- [What you are asked to do] Where an entry holds an image, skip the image but reproduce the rest word for word.

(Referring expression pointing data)
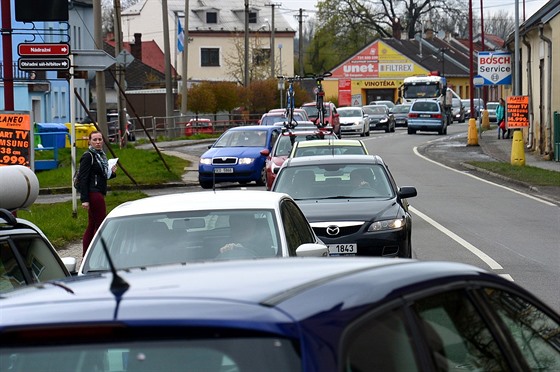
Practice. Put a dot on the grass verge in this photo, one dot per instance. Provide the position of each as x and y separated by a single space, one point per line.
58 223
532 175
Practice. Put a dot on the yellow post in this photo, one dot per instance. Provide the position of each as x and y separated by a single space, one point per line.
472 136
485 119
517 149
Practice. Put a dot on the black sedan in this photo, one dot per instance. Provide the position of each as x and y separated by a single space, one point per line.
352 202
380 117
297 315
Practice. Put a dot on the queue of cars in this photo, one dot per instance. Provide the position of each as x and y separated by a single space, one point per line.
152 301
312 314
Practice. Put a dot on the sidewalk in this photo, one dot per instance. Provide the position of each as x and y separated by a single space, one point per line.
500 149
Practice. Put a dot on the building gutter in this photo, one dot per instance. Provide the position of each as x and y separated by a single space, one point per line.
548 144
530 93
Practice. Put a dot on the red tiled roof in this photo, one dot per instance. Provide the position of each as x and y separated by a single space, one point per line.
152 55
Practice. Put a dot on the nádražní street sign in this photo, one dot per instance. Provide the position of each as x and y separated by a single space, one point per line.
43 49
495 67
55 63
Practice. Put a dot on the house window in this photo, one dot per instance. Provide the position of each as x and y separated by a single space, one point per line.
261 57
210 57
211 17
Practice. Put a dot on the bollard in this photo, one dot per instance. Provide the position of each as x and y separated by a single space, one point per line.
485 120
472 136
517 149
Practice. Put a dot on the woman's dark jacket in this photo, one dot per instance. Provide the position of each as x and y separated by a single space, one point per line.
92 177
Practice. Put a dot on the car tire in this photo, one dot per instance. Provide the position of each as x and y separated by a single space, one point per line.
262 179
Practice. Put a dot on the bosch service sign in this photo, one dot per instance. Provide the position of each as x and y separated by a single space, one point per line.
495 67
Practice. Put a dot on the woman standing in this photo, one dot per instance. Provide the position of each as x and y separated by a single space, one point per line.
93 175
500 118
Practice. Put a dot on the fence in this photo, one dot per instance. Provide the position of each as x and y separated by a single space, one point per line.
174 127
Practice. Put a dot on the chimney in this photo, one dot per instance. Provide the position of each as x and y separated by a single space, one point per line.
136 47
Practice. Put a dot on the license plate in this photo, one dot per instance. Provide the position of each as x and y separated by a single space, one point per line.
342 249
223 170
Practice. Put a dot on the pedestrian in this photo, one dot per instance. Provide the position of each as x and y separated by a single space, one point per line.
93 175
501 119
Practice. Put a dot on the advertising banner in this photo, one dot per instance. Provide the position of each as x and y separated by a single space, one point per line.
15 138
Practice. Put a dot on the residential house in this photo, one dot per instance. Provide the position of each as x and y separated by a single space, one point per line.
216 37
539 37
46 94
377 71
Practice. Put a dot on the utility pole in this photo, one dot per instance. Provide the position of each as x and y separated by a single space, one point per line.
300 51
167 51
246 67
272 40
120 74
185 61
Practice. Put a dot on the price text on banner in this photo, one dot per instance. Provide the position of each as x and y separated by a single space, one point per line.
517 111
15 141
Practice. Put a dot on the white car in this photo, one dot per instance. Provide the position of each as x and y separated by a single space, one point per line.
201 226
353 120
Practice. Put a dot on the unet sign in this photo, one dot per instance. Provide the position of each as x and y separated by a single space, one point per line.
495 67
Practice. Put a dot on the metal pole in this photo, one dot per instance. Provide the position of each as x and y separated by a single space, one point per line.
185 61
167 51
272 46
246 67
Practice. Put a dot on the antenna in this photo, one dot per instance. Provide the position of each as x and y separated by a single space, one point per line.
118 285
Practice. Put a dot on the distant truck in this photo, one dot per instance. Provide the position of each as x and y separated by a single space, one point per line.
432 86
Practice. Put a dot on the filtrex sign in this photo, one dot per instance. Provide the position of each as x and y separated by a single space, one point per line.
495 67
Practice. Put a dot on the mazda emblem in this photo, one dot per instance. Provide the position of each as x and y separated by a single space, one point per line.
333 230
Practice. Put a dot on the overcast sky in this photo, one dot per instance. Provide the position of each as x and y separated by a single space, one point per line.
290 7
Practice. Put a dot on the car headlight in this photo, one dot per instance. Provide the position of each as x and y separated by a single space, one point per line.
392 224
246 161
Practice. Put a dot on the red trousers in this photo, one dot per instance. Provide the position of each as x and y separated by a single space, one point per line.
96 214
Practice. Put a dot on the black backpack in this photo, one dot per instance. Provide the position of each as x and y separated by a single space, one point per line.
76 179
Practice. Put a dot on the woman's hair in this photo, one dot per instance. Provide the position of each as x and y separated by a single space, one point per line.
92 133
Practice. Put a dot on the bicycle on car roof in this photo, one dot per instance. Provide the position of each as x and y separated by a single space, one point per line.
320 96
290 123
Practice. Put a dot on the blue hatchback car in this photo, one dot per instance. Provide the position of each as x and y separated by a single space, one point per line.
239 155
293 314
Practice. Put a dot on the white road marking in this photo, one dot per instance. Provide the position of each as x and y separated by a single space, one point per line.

- [Answer below]
Practice. Put a dot on the grass verge in this photo, one dot per instance. Provide the position of each as x and y separated by a single space, one point per line.
58 223
532 175
Practice. Put a dot on the yellow post in this photo, one dot per instance. Provide the position of each as x and y separated by a single space, one point per line.
472 136
485 119
517 149
Practice. Put a dot on the black sedan in this photo, one dot per instance. Provide the position of each as x and y separated by a single space, one point per line.
352 202
380 117
297 315
Practice. Put a dot on the queue of cars in this photo, one dot per instance. Provide the position of each as x and y separated by a single space, one point per line.
152 301
312 314
Practice. Put a dot on the sidewalk in this photo, one dot per instance. Provide the position of each as x and y separated by a single space, one point per line.
500 149
Practice. Put a dot on the building gutter in this photo, one dot per instance. Provide the position of each as x and y separated by a single space, one point per line.
548 144
530 93
Practice. Put a dot on the red tiled roof in this photo, one dot per instance. Provide the position of each as x and y separated by a single space, one point per line.
152 55
Practice. Put a dot on the nádražní street sign in this photo, one dot per instance. Provide the position of each as x and y separated by a single space, one point per line.
43 49
495 67
55 63
Practice. Put a dot on the house window in this photo, one dot per instance. Provide the position of each as x and y separated by a single space, one point per line.
261 57
210 57
211 17
Practice. Put a dot on the bollard in this photo, one dot per instance. Provide the position of each as x and y separated by a single space, one point per line.
485 120
472 136
517 149
Practice. Put a dot on the woman's dark jacket in this photo, one dot per instance. Provide the position of each as x and y separated by a single space, one point per line.
92 177
Practice. Put a dot on the car tire in this photo, one dot per instance. Provide the position of each as x and y separated by a single space, one point per line.
262 179
Practice. Put a dot on the bosch service sign in this photo, one dot per instance. Provide the position of each as x and y separated by a single space, one point per line.
495 67
Practice. Put a dot on the woman standing in this photo, one dot per instance. Provide the position of each as x and y separated by a single space, one point per line.
93 175
500 118
Practice. Put a dot on the fence in this photo, one dot per instance. Provide the position of each as x and y separated by a single space, one point per line.
174 127
Practice. Put a dot on the chimney in this photo, one dot per instance. Provide the position of each as x and y separated by a single space, one point per line.
136 47
Practice. Put a dot on the license plate in this photo, one dot per instance. Provide the position of each as x and y separated by a single space, one point per line.
342 249
223 170
Practice. Put a dot on the pedestrian in this photo, one dot per instance. Provide the position of each as x and y separated by a single space, one point per line.
93 175
501 119
Practice. Put a dot on the advertising banner in this photo, one dot per instance. Provide the position of each as x and y separated by a single space, one point per line.
15 138
Practice. Put a dot on the residential house in this photo, one dot per instance. Provide the position of each as x and y separated by a single space, one point per line.
216 37
539 37
46 94
377 71
Practice. Put a dot on the utility pole in this photo, one dot per instance. Provide the position of each as x and y separated by a single space, one point per line.
300 51
167 51
246 67
272 40
120 74
185 61
Practice. Put a dot on the price text on banner in this photo, one dot per instance. Provide the position of each as x and y separated by a single space, one point per line.
517 111
15 141
Practice. Put a dot on the white car in this photo, one dot per instance. Provide the position of each as x and y separated by a single space, one point per line.
201 226
353 120
Practice. Put a dot on the unet sign in this photo, one dot per instance. Provide the position of each as x and y separated by a single space, one point per line.
495 67
Practice. Put a dot on the metal pole in this photo, one dot per instance. Provide the position of each as x and y separated by a single space, one point per line.
185 61
167 51
272 46
246 67
Practice. Put a dot on the antenna in this photo, one dot per instance. Provide the position of each as x and y separated by a single space, one point per line.
118 285
Practice. Put a dot on the distant truck in this photo, one dot per instance. Provide the position of each as x and y separated by a single space, one point per line.
432 86
Practice. Put a dot on the filtrex sign in this photo, one dot per instance. Provide the position of each as x and y separated by a single space, one point per line.
495 67
Practice. Put a dot on the mazda emblem in this photo, one dot per instance. Provide the position of each as x and y separated by a single space, one point per line.
333 230
Practice. Put a dot on the overcast sky in this photo, one dot per instance. Provide the position of each as x and y separated by a single space, one point per line.
290 7
Practice. Put a dot on the car headlight in this photo, one dot per instance. Provide the position of each as x and y separated by a single space, one point per line.
392 224
246 161
Practice. Put a dot on the red trousers in this photo, one dot per instance. Provide the position of each as x and y separated by a single space, one point per line.
96 214
Practice. Put a dot on the black backpack in this photo, one dot per instance. Provide the position of each as x and y separated by a single space, one point per line.
76 179
Practice. Put a dot on the woman's hair in this photo, one dot per instance. Provide the position of each as x and y separated by a single space, one point per line.
92 133
Practice. Put a dot on the bicycle on car roof in this photo, one dot per instance. Provide the position of each as x and y separated by a single space, one point per line.
320 96
290 123
Practice. Put a dot on the blue hatchback car in this photo, one dot per instance. Provide the position of each as x and y separated by a single space, one point per line.
239 155
293 314
Practice. Put a dot on the white road marking in this photo, one dot per instance. Provide the position of each as x and y separated by a single space, one point per line.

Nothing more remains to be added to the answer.